▶ **DIRECTIONS FOR THIS TASK**:
Print each line below verbatim, skipping every picture.

** Opening MATERIAL FOR THIS EXERCISE block **

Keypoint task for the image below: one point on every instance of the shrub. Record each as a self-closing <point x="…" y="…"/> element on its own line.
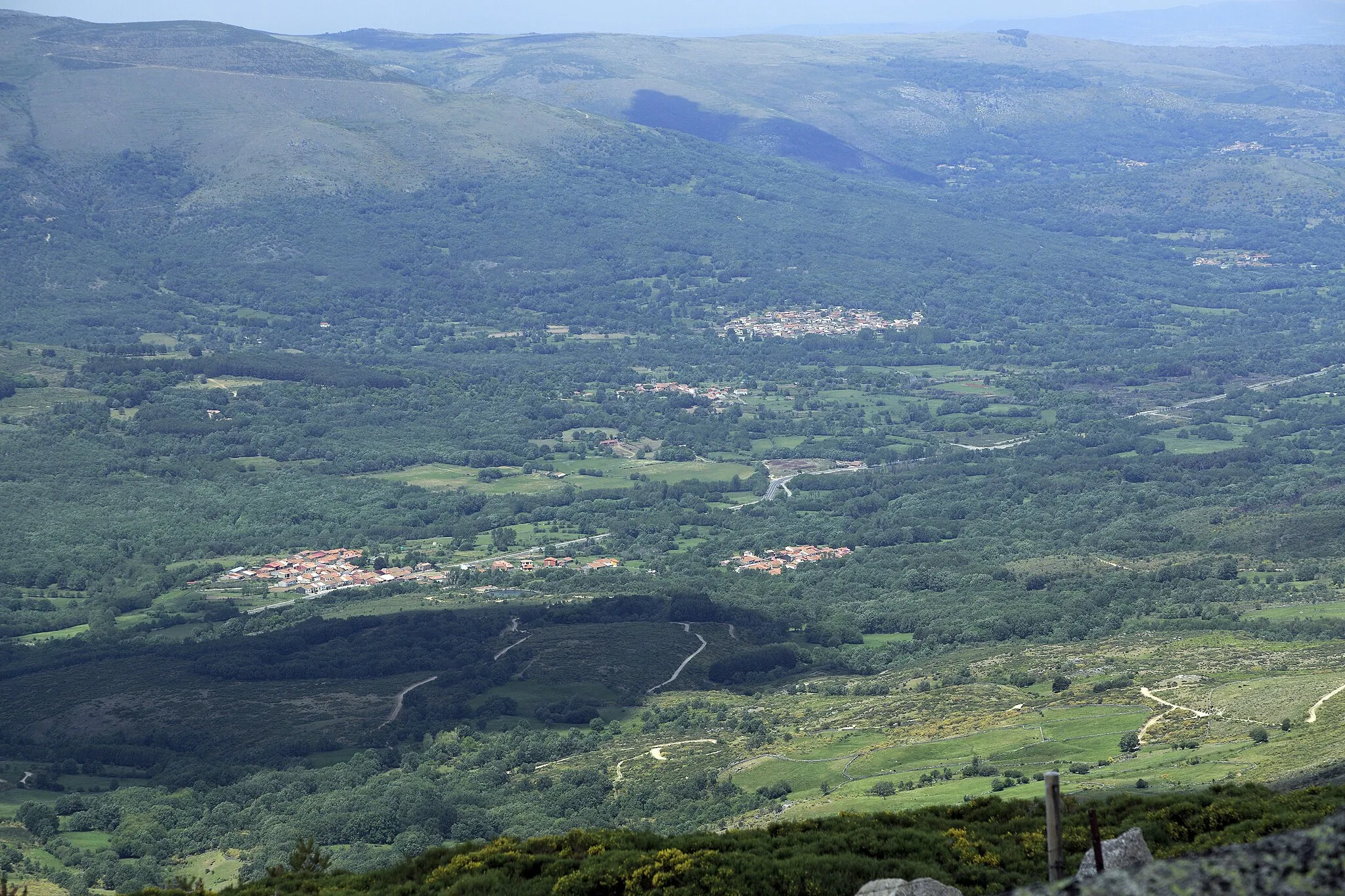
<point x="883" y="789"/>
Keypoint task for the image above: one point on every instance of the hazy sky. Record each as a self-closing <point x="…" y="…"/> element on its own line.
<point x="514" y="16"/>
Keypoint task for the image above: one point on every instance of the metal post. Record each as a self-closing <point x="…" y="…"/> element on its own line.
<point x="1055" y="849"/>
<point x="1097" y="836"/>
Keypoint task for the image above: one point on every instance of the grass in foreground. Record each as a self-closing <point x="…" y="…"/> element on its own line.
<point x="982" y="847"/>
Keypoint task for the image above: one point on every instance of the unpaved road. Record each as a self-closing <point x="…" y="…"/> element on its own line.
<point x="686" y="626"/>
<point x="1153" y="721"/>
<point x="657" y="750"/>
<point x="513" y="645"/>
<point x="1312" y="714"/>
<point x="397" y="704"/>
<point x="1254" y="387"/>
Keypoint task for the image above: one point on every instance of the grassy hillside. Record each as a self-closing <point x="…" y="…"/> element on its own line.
<point x="984" y="847"/>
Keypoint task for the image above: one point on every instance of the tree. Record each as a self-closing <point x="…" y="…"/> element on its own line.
<point x="883" y="789"/>
<point x="305" y="859"/>
<point x="39" y="820"/>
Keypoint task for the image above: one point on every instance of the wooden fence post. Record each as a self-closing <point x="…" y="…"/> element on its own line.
<point x="1097" y="836"/>
<point x="1055" y="849"/>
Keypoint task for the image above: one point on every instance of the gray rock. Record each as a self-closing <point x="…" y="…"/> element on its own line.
<point x="1119" y="853"/>
<point x="899" y="887"/>
<point x="1300" y="863"/>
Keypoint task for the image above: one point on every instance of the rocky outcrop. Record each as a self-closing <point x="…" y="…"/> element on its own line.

** Closing MATERIAL FOR THIS EXERCISE block **

▶ **TASK SOLUTION**:
Keypoint task for the image below: one point on every instance of the shrub. Record each as a self-closing <point x="…" y="…"/> element on its own line.
<point x="883" y="789"/>
Keypoint task for the image above: one point on every instance of the hazy sky. Record each as a self-closing <point x="…" y="…"/> element on its own line.
<point x="514" y="16"/>
Keypoint task for the image above: one point on every instance of the metal post. Record each as a self-closing <point x="…" y="…"/> element on its own line.
<point x="1055" y="849"/>
<point x="1097" y="836"/>
Keypoint task for the image above: one point on every instance of the grass in foreground. Record each as a self-closing <point x="…" y="…"/> element on its own line.
<point x="982" y="847"/>
Keypoint task for the image above: one point on every instance of the unpaved road. Record each as a self-closing <point x="…" y="…"/> element on its own line.
<point x="686" y="626"/>
<point x="1153" y="721"/>
<point x="657" y="750"/>
<point x="513" y="645"/>
<point x="1312" y="714"/>
<point x="397" y="704"/>
<point x="1254" y="387"/>
Keypoint task for the image above: one point on every instance of the grassy hillside. Record each as a self-closing <point x="…" y="…"/> element on its own line.
<point x="984" y="847"/>
Keypoint task for the image above: one point on every instance of the tree. Record each as a self-closing <point x="…" y="…"/> element on its own line.
<point x="883" y="789"/>
<point x="305" y="859"/>
<point x="39" y="820"/>
Keypoint task for the image above: one point on every instance of the wooden fence post. Record each as a self-closing <point x="…" y="…"/> element on its own line.
<point x="1097" y="836"/>
<point x="1055" y="849"/>
Keypoint task for the image above: one point on every instance of the gray rock. Record each as a self-closing <point x="…" y="…"/> element on its own line.
<point x="1119" y="853"/>
<point x="899" y="887"/>
<point x="1300" y="863"/>
Keypoint task for the image above: one point on every instance of the rocky outcrop. Record each as a self-closing <point x="…" y="…"/> element on its own line.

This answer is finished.